**Object location annotation data**
## START

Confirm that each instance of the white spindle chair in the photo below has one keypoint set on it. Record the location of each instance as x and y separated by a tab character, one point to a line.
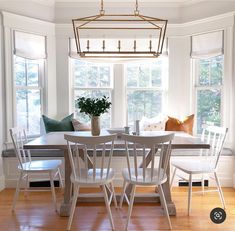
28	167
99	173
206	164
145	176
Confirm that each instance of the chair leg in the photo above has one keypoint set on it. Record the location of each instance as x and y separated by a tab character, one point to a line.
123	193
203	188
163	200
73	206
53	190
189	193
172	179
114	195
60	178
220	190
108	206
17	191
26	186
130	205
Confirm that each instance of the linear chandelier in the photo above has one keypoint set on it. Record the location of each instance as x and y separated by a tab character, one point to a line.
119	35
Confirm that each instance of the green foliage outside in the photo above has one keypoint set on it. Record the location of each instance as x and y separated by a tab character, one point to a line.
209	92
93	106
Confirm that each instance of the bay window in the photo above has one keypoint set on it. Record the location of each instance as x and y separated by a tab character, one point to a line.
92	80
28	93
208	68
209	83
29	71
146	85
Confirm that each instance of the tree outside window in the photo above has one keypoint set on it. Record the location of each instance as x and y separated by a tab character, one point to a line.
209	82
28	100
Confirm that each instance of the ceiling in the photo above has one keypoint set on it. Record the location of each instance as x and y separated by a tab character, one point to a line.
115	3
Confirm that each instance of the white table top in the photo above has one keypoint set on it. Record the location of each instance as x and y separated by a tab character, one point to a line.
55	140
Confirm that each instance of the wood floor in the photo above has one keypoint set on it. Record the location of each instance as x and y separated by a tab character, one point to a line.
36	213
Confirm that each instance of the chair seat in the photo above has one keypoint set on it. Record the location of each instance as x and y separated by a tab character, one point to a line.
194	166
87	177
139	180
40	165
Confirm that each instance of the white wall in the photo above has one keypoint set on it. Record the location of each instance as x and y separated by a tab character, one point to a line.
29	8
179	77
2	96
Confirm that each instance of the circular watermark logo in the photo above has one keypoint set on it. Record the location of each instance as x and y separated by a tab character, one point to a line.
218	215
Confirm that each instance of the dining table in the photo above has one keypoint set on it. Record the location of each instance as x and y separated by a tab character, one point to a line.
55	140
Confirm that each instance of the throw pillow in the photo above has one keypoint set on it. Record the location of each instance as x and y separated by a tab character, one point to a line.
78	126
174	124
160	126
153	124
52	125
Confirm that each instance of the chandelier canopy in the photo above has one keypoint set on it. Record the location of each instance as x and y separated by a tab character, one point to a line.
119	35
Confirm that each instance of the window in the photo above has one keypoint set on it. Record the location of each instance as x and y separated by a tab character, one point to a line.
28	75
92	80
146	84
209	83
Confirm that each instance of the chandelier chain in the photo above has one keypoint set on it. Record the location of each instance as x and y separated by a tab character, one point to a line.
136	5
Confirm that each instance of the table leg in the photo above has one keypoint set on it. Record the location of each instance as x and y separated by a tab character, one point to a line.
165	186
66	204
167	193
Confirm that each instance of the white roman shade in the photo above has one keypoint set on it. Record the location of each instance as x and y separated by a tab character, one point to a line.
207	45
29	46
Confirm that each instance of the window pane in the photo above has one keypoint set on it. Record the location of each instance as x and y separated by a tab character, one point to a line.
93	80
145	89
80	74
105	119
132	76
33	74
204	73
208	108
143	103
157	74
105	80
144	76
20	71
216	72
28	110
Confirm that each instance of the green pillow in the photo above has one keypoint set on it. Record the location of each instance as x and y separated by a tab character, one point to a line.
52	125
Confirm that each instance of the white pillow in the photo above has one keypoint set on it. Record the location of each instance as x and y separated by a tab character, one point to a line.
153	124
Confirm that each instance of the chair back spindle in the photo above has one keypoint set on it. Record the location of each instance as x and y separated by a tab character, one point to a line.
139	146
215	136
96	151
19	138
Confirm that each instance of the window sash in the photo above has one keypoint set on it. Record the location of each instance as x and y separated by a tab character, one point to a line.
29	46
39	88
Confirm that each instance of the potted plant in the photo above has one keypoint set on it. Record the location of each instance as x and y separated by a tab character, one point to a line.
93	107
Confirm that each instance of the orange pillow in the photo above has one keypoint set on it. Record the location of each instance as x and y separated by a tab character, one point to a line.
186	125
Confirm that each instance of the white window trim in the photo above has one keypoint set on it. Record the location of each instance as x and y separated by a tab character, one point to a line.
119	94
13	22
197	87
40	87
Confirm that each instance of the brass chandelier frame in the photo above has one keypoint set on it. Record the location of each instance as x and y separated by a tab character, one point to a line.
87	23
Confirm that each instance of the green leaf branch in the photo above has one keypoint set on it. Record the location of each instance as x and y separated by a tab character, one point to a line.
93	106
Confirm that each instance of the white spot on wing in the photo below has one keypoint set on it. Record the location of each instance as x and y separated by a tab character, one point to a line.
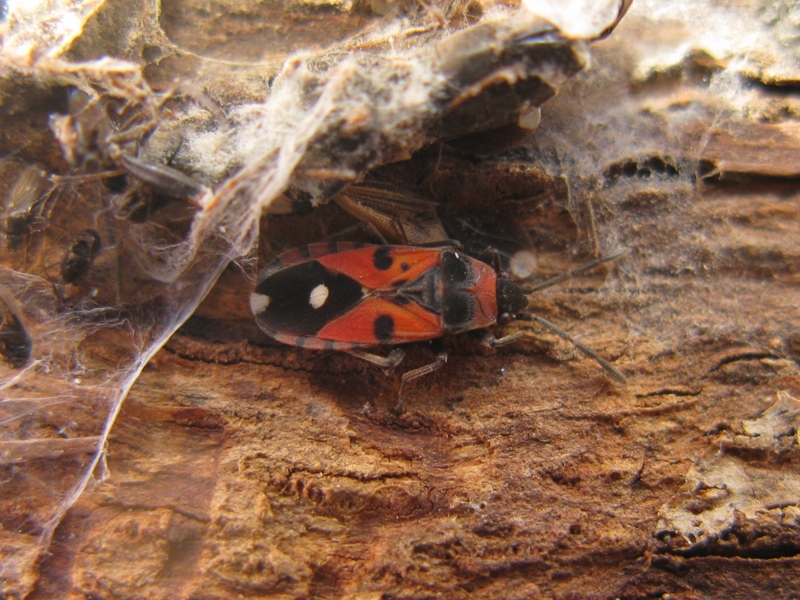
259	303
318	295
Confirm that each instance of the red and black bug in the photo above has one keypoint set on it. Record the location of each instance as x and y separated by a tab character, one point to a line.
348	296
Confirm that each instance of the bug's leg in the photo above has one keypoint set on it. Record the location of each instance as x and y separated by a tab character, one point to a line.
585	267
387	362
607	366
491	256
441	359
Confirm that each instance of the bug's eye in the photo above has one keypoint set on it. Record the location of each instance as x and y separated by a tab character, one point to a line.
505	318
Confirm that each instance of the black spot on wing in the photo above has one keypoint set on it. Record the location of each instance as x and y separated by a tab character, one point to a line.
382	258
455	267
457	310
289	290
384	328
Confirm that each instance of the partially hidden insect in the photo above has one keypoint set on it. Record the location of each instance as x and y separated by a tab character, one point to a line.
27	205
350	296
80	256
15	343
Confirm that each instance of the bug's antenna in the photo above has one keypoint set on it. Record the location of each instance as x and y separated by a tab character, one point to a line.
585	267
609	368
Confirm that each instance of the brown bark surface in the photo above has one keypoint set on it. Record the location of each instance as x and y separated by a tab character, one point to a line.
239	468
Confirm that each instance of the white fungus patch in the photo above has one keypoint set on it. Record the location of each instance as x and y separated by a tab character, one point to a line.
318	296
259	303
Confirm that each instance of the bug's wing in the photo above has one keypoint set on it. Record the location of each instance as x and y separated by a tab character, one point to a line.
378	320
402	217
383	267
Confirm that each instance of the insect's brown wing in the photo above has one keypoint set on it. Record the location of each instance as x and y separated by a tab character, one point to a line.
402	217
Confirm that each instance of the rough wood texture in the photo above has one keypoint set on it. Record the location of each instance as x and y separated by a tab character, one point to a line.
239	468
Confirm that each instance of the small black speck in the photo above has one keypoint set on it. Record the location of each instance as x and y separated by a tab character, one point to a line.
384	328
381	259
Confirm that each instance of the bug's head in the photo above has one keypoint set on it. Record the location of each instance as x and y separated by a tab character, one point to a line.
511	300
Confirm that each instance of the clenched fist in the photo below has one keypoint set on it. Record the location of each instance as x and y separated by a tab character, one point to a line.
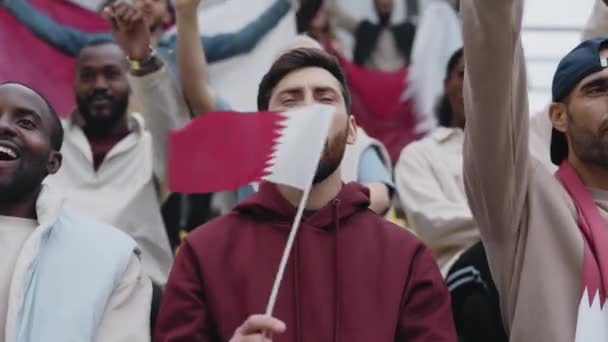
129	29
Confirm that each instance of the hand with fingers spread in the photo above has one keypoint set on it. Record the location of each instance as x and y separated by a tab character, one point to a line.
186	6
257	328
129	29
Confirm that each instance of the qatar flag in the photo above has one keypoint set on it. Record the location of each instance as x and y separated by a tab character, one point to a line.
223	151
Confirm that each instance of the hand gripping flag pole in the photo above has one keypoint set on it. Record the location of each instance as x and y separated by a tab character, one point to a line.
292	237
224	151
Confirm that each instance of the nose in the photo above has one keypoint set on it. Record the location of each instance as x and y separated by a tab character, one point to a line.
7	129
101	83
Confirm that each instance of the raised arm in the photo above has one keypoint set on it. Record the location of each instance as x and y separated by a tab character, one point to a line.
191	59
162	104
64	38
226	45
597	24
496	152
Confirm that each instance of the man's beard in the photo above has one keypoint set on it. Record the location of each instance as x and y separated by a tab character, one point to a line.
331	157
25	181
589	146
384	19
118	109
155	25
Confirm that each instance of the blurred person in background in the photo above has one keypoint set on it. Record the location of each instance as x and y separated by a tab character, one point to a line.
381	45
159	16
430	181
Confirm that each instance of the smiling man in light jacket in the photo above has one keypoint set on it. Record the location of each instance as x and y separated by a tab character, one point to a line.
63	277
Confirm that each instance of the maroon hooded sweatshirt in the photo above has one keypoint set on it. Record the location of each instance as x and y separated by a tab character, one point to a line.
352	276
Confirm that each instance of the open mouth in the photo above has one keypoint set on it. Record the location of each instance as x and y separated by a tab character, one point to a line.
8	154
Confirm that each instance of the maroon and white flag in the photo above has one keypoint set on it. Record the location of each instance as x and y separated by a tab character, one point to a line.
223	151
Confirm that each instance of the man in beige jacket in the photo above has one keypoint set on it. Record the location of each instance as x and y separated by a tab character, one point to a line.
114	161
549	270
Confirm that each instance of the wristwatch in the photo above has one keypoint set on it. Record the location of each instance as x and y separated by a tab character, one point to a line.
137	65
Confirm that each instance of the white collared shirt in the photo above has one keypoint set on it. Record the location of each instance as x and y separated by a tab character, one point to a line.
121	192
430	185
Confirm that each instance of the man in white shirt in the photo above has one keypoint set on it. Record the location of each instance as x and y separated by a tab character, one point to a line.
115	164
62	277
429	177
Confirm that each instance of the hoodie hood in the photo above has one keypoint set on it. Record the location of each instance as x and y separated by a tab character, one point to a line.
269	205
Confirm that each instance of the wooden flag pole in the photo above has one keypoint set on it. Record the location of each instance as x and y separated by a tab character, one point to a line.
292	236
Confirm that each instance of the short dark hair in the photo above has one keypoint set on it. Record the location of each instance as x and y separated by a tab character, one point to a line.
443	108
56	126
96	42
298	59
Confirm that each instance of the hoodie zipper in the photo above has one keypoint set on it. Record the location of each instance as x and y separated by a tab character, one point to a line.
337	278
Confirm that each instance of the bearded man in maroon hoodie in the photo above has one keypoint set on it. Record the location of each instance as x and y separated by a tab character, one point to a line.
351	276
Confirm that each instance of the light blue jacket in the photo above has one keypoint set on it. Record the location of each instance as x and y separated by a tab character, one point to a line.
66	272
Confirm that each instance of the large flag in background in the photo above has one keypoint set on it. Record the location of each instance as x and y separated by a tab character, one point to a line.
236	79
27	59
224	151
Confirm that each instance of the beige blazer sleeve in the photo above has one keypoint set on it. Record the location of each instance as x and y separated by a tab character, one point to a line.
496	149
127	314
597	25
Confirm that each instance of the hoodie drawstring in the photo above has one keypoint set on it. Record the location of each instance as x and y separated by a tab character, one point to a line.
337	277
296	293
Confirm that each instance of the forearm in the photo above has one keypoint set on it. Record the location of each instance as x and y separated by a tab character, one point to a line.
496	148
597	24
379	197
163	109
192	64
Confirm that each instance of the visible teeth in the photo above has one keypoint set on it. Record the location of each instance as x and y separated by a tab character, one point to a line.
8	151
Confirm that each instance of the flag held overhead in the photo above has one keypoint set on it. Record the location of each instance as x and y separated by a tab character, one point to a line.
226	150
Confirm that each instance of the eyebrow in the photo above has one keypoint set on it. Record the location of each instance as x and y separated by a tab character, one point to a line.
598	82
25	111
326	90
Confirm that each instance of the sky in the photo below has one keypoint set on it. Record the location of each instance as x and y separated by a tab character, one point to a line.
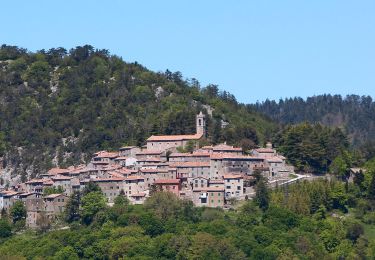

## END

Extract the lines beginning with the one that contains "Confirm that each instance of the hoodie drawstring" and ending with the last line of the listing. Keep them exact and drop the pictures.

**Solution to the problem**
Confirm that each instance of the hoodie drawstring in the photo above has one keypoint set on it. Record the location of each instance as x and y separated by a tab character, one point to a line.
337	277
296	293
Confirm that each instance of the forearm in the photo above has one keypoint set on it. Record the location of each instance as x and y separated by a tab character, one point to a line.
496	148
597	24
379	197
163	109
192	64
Confirm that each instance of the visible teeth in the photo above has one keypoint set on it. Record the location of each instance as x and y separated by a tab character, one point to a line.
8	151
Confirm that each instance of the flag held overhead in the photo above has one keypoint set on it. Record the location of each instance as x and y separated by a tab character, one point to a line.
226	150
Confirm that each instance of the eyebrow in the photo above has one keypoint set on it. Record the location of each instance as x and y separated by a tab character, one point to a line.
598	82
25	111
326	90
Confirm that each instance of the sky in the photo below has one keypoint set on it. Record the location of each instance as x and y separated by a tab character, one point to a line.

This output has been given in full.